**PAGE TEXT**

□ □ □ □ □ □ □

Broken foot doesn't stop Ridings

It's the nature of his position that most fans don't recognize his name. But when news got out that deep snapper Nick Ridings had broken his foot only days before the beginning of Fall Camp, both Neal Thomas and Lane Bearden were concerned. VERY concerned. "It's not just me kicking it," Thomas said. "Nick Ridings snapping the ball is just as important as me. The snap and the hold have got to be perfect."

Kicking is all about timing, and even the slightest deviation from practiced routine can throw a punt or placekick off target--often with disastrous results. "We scored 54 points last year, and yes, I kicked the ball," Thomas continued. "But I did not hold it. I did not snap it, and I did not block. All of that is as important as kicking."

Sporting a unique ‘designer shoe' on his broken left foot, Ridings has nevertheless been out there for every drill of Fall Camp.

The truth is that both Thomas and Tide punter Bearden depend far more on Ridings than most fans know. "When they found out they were a little worried, especially Neal," Ridings said. "They've all been worried, but they've been great. All of them stopped by the house when I had my leg up after the surgery. They're just looking to get me back."

Some injuries can be handled with a wrap or a brace, but a broken bone is still a broken bone. However, Ridings was determined to be there for the first day of practice. "It's not too bad," he said. "The doctors said it was a stress fracture and it happened over time. Then when I re-rolled it good that last time, I went and got it x-rayed. They put a screw in it a week before practice began."

For the first part of last week Ridings could be spotted hobbling around in a boot that protected his entire lower leg. But by the time the full squad hit the field Thursday he was sporting a smaller protective shoe, which allowed him to move around fairly well.

Gamely taking part in practice, Ridings nevertheless was in obvious pain as he made his way from drill to drill. "There's definitely some pain," he admitted. "I've still got a limp, but I think that will work out soon. At this point everything is at my discretion depending on how I feel. There's no rehab I can really do for it. The only rehab I can do is keep my legs in good shape. It's just a bone. It's got to heal over the screw."

□ □ □ □ □ □ □

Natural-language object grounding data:
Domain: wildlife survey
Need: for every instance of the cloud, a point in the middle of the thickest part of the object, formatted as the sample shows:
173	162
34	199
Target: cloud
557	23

□ □ □ □ □ □ □

**YOUR TASKS**
1. In the article about Nick Ridings' broken foot, when did doctors put a screw in his foot?
2. Please continue the article about Nick Ridings' broken foot, picking up after its final sentence.

**WRITTEN RESPONSES**
1. A week before practice began.

2.
Though many fans didn't realize it, Ridings actually beat out fifth-year senior (and co-captain) Brad Ledbetter last season for the deep snapping role on placekicks.

Of course any athlete will tell you that pain is an inescapable part of football. But more importantly the doctors made certain he couldn't do any more damage by taking part in practice. "With the screw in there I'm not likely to re-injure it anymore," Ridings explained. "There was some pain involved from the stitches, but I got them out yesterday. That cut has got to heal all the way down to the bone. Right now that's most of the pain now on the side of the foot where the incision is."

"It really hasn't affected my snapping at all," Ridings continued. "I've been able to do what I have to do. The coaches probably won't put me in live practice until I feel real good about it and there's no chance of possible re-injury."

Tide Head Coach Dennis Franchione told the media he and the training staff were optimistic that Ridings would be healed in time for the season-opener against UCLA. And Ridings definitely plans on snapping for placekicks. "Even if I'm slow healing, I should be able to handle place-kick snaps," he said. "The only problem right now is running down the field to cover punts.

"And we've got two emergency names, in case I can't go. Boone Stutz is the freshman who's been doing a good job, and Justin Smiley (redshirt freshman quick guard) can long snap, too."

The snapping part of his job should be no problem, but how quickly Ridings will be able to run down and cover punts depends on his healing process.

Besides being proficient at deep snapping, Smiley and Ridings share a talent for weight lifting. Both athletes participated in last spring's Night of Champions and hold the record at their respective positions on the hang clean. "I had a real good summer in the weight room," Ridings said. "I certainly felt good about it. Coach Pollard did a great job keeping everybody focused. I improved on my lifts, but I wasn't able to do my power lifting at the end due to this injury."

Graduate Assistant Mike Bloomgren works directly with the Tide deep snappers, and according to him Ridings "is outstanding. So good that even I can't screw him up."

For his part, Ridings takes great pride in the role he plays in the Tide kicking game. "I feel our times (in placekicking) are good," Ridings said. "On the first day of practice they were right where we left off last year, if not better. Our overall performance time is down to about 1.21 seconds, which is where you're looking to be. We'll be even more efficient this year, and hopefully we'll get more opportunities and put even more points on the board."